● The task
What you return must be exactly the lines running from the one with "Target: shark sculpture tail fin" to the end of the data below, inclusive, and nothing more.

-------- Data provided

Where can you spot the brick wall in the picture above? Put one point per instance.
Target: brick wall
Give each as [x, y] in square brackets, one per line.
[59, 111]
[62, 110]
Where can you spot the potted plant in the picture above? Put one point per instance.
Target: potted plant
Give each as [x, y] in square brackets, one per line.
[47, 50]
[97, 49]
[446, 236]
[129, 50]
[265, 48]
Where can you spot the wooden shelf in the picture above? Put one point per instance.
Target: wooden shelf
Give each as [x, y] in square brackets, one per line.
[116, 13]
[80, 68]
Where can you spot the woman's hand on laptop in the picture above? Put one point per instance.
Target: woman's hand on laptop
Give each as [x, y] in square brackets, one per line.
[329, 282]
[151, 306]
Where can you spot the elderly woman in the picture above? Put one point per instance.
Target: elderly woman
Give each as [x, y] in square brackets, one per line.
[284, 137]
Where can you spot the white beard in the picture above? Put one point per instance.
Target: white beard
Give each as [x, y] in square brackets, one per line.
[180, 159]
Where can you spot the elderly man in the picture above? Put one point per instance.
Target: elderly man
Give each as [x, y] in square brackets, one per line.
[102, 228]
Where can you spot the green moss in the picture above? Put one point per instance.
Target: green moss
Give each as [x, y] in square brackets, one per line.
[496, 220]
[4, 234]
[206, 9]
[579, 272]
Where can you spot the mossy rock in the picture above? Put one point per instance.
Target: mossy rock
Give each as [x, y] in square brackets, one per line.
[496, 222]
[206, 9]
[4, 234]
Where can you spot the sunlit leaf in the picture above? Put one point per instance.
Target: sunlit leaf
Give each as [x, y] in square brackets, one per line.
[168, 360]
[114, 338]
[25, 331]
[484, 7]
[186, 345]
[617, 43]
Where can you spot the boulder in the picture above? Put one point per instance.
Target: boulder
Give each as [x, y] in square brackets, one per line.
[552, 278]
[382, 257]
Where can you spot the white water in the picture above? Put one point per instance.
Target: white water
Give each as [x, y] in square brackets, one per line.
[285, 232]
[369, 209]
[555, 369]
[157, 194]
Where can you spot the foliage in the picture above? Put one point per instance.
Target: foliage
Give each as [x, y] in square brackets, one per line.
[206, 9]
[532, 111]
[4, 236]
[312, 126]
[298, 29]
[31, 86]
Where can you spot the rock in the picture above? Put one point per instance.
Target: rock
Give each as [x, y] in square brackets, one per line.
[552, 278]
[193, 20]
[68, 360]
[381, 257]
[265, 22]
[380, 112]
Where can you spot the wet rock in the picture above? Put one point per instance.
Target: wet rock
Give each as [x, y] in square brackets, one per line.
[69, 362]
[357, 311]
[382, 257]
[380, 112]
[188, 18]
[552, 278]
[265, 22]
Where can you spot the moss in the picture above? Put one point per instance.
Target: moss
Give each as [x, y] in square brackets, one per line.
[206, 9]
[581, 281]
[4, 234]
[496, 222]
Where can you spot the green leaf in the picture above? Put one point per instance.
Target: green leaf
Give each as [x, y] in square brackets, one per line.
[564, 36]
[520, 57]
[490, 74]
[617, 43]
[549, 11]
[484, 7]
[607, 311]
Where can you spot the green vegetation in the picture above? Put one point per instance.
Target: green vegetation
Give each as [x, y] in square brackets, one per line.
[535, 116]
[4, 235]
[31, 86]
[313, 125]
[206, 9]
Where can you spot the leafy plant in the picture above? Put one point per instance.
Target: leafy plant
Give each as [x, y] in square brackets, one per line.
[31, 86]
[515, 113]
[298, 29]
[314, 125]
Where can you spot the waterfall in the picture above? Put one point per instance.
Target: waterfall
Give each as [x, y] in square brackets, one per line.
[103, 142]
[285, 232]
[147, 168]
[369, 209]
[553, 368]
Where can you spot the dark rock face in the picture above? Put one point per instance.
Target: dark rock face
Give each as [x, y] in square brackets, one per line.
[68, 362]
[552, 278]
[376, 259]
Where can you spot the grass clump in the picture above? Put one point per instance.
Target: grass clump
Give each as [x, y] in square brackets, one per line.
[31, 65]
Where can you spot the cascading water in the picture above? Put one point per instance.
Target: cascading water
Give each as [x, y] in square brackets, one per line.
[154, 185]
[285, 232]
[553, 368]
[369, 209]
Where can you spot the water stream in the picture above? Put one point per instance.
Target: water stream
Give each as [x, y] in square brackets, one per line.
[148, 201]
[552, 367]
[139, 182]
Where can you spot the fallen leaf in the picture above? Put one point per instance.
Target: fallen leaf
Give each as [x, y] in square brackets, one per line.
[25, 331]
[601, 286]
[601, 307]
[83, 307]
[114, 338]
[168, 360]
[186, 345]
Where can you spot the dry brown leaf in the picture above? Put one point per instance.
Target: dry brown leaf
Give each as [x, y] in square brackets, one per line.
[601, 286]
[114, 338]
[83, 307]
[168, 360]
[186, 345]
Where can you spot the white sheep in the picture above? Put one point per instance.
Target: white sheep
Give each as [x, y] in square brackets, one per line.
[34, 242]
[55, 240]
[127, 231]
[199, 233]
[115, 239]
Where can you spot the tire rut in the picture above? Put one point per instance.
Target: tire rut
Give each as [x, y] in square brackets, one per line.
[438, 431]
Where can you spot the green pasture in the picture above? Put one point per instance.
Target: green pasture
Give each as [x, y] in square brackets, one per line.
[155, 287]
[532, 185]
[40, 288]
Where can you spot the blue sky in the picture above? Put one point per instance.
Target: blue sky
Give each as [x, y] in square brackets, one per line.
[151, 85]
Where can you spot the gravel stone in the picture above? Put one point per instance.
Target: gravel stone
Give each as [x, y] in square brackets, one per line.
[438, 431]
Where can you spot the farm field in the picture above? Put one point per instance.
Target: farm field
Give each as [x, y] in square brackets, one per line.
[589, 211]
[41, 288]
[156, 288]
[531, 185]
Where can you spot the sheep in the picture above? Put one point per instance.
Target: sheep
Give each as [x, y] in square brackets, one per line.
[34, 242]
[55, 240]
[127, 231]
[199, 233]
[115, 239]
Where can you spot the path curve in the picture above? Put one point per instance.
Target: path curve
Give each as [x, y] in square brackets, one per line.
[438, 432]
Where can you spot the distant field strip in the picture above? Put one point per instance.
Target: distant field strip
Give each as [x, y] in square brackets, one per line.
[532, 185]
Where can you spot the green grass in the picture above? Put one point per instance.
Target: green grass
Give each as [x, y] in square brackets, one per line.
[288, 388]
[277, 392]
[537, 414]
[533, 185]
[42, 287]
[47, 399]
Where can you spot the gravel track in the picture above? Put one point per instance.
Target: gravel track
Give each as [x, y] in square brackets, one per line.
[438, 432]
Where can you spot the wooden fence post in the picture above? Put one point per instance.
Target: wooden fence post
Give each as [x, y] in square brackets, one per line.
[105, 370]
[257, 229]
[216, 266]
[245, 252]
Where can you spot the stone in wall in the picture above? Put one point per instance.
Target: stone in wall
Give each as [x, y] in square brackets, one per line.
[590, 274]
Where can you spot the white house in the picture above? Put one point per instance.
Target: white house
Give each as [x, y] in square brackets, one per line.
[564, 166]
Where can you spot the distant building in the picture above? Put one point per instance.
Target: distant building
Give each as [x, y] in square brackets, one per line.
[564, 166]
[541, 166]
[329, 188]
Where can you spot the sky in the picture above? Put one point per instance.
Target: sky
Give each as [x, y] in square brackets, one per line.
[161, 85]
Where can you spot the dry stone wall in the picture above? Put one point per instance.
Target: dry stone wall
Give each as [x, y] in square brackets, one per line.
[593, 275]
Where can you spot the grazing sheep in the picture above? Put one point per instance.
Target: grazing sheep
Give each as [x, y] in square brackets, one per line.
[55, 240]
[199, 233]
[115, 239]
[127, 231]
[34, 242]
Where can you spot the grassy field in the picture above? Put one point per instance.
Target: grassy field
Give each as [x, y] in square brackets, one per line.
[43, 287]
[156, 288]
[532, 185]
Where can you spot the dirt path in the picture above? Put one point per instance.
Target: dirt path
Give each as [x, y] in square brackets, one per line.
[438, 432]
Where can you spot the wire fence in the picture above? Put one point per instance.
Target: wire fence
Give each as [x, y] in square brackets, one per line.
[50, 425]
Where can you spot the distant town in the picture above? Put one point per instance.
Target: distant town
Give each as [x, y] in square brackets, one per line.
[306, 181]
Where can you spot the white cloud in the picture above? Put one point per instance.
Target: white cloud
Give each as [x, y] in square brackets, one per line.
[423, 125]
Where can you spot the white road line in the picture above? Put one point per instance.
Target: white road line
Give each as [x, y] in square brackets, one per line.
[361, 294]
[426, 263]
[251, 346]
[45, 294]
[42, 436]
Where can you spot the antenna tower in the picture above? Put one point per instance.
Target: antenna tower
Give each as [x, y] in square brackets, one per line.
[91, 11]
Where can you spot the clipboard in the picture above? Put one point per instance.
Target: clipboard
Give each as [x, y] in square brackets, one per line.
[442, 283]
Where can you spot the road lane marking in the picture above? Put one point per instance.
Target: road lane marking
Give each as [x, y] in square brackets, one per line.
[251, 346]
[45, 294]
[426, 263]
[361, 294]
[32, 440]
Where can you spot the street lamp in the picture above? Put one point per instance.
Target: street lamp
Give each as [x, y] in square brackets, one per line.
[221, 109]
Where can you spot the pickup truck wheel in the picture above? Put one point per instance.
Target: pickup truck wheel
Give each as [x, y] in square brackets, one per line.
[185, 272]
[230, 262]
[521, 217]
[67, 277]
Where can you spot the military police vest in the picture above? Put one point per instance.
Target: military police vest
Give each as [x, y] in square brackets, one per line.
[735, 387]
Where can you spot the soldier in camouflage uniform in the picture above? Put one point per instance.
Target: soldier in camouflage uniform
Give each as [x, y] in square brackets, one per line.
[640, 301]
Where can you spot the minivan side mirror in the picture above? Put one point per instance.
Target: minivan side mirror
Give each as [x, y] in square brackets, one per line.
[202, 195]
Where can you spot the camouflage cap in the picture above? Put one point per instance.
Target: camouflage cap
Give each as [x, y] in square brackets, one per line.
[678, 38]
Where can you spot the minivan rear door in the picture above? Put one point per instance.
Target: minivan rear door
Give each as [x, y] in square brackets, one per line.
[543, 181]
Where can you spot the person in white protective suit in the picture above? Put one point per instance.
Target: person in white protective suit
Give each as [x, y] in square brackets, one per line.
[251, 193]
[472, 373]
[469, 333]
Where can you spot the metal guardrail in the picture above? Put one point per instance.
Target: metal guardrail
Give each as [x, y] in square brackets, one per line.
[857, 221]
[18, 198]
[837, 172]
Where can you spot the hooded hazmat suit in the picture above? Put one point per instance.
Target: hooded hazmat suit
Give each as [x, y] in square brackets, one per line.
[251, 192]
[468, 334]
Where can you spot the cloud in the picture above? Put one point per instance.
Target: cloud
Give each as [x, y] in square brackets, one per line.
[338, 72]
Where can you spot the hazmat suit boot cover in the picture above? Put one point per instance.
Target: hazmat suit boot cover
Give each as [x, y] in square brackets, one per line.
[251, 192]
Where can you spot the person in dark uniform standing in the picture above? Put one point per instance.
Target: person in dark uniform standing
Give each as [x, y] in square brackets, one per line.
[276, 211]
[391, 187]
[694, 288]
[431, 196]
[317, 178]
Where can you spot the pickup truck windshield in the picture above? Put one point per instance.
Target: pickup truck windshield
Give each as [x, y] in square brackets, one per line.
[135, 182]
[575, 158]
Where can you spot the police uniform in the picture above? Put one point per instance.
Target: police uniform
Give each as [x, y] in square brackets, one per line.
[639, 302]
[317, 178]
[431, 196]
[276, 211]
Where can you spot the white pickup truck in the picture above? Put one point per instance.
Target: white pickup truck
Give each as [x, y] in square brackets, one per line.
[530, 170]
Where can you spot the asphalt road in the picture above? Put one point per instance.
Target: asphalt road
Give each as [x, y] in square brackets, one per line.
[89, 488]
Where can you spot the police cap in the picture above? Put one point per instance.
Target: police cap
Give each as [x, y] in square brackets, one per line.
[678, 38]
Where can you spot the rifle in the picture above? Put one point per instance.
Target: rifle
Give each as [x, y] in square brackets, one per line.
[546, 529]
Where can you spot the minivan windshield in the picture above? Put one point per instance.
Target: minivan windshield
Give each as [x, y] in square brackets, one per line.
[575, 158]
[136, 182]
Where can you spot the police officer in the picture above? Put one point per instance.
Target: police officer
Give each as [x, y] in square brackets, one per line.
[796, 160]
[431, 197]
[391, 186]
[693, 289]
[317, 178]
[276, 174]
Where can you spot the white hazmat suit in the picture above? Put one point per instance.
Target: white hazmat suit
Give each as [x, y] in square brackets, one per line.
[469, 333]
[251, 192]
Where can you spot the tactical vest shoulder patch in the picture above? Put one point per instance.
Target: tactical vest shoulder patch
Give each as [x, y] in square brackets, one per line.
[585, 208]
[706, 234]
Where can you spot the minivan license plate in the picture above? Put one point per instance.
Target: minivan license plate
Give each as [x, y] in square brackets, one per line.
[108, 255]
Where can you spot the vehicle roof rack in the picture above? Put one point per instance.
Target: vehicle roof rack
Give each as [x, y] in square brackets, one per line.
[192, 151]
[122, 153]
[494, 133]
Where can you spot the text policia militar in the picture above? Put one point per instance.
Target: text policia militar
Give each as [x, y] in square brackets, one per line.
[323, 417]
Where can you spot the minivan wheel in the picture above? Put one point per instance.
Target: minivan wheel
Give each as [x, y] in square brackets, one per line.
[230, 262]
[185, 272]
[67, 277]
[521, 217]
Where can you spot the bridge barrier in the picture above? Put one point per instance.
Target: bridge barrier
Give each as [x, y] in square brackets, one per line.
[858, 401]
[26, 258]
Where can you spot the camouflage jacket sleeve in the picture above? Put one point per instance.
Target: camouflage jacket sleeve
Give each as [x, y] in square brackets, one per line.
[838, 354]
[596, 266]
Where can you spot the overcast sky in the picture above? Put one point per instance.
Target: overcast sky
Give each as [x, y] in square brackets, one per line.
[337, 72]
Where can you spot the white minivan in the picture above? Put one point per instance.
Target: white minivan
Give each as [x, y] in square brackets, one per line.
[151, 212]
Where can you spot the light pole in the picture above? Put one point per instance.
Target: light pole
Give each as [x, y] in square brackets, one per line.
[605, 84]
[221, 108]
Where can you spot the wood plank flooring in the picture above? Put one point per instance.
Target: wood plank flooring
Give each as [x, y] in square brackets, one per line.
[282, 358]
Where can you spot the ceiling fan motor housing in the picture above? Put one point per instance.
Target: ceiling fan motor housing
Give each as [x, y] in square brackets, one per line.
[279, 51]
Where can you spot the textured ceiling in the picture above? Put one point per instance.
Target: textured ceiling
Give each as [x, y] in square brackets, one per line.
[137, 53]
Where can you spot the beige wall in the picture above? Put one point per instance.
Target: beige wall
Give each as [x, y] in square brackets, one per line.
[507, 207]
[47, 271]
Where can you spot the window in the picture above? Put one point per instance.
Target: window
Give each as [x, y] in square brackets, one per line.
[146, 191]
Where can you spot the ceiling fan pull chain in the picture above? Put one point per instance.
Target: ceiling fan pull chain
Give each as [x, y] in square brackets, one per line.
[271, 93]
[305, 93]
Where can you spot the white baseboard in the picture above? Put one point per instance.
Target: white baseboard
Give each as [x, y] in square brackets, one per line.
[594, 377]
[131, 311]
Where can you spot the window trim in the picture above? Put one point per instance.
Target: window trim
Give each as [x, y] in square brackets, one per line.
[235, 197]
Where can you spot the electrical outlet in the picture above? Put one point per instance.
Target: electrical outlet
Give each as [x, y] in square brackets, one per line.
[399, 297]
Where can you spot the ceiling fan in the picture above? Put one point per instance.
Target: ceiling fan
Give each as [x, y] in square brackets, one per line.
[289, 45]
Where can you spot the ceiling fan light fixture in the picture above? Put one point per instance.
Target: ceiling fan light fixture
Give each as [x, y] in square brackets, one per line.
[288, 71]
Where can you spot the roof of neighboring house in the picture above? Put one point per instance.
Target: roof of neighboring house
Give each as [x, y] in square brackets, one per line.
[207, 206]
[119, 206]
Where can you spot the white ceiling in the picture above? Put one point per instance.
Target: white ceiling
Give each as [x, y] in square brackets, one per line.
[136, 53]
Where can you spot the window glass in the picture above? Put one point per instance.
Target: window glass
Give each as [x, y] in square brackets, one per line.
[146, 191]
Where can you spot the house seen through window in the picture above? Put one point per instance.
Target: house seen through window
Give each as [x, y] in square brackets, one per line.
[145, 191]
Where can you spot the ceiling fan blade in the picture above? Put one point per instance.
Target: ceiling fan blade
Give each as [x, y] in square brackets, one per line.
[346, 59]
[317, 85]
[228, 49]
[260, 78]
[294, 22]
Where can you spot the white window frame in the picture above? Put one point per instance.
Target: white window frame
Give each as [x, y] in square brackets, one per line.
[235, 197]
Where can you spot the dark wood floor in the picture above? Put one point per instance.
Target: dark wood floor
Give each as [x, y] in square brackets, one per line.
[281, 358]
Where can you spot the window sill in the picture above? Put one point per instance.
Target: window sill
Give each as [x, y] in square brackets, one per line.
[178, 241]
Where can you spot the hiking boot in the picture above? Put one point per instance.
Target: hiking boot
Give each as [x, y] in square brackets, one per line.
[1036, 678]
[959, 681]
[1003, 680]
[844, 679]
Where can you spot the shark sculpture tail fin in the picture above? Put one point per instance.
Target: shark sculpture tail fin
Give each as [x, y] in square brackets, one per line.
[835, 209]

----------------

● Result for this task
Target: shark sculpture tail fin
Give each as [x, y] in square brackets, one per line.
[835, 209]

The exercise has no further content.